Text excerpt —
---
Alexandria Fazio and Nick Schielke are determined this school year to be among Depew High School students who meet daily recommended physical fitness guidelines.
"I want to be healthier," said Schielke, who hopes to make the varsity football team as a lineman this fall and looks to spend as much time as his schedule allows in the new 4,000-square-foot high school fitness center.
The center opened last May, along with a smaller but similar center in Depew Middle School and a wellness center in two converted classrooms at Cayuga Elementary School.
Each center is a cornerstone of a $1.1 million federal grant that is remaking fitness opportunities within their school district. Depew was among 16 districts nationwide last September to receive the Carol M. White Physical Education Program grant, to be distributed over three years. It is designed to help the district start and expand physical education offerings for students across grade levels before, during and after school.
"Our number one goal is to increase the amount of physical activity these kids are getting on a daily basis," said Stacy Ribbeck, one of 11 physical education teachers in the district and the PEP Grant coordinator.
The centers are the cornerstones of the program, and offer equipment that promotes a mix of cardio and strength training. Free weights, Synergy equipment and a 21-foot TRX resistance band system help fill out the high school center. Reality bikes and other equipment synch with an LPconnect app to help students and teachers log and track workouts. The middle school fitness center is similar, though smaller, and will add its own virtual reality bikes this school year. Cayuga Elementary's includes a smaller number of age-appropriate bikes, rowing machines, resistance bands, and Bosu and medicine balls.
Each center will be used during physical education classes throughout the school year, but also will be open before and after school on weekdays and Saturday mornings. Twenty-eight teachers have been trained in CPR and as fitness center supervisors.
The grant also paid for 129 students to attend a Wildcats for Life fitness camp this summer, and will be used to purchase snowshoes and heart rate monitors this school year.
This comes after students across all grade levels wore district-issued Polar Active activity watches on a rotating basis for part of the spring.
"Our baseline data showed us that looking at our K-12 population, only 3 percent of our kids were active 60 minutes a day, which is startling," Ribbeck said.
Fazio and her friends started to make routine use of the high school center late last spring, and aim to do so again starting next week. They hope it will set up a lifetime of greater fitness activity.
"I've had more opportunity to exercise," she said during a break at the center in June. "The other day, I had 57 minutes on my fitness watch so I looked to get the three extra minutes in."
---
Entries provided —

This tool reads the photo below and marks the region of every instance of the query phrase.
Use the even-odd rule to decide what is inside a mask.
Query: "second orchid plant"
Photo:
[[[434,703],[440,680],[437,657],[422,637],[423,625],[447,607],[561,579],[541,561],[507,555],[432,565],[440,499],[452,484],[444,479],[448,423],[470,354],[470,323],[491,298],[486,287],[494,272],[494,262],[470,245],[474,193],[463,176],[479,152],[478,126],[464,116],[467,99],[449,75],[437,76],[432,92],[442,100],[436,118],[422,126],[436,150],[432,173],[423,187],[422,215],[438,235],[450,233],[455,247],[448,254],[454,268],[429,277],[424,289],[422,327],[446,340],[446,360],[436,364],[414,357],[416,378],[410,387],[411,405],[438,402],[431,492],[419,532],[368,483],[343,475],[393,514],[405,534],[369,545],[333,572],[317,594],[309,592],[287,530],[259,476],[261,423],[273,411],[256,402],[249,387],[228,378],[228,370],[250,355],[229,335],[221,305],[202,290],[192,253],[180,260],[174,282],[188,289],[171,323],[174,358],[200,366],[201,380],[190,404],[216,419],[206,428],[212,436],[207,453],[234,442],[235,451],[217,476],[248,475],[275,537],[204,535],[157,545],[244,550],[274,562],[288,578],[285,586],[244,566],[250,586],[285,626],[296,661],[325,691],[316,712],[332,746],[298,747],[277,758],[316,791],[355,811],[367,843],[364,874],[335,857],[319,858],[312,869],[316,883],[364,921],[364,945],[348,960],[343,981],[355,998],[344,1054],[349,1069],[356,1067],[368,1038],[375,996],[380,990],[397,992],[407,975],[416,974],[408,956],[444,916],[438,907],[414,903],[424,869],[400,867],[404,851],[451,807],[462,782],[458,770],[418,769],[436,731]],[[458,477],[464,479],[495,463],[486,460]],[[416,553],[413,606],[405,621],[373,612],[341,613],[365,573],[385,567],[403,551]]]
---
Task objective —
Translate this sentence from the article on the Depew school fitness centers into Spanish: "Twenty-eight teachers have been trained in CPR and as fitness center supervisors." The rows play no part in this exercise.

Exercise response —
Veintiocho maestros han recibido capacitación en RCP y como supervisores del centro de acondicionamiento físico.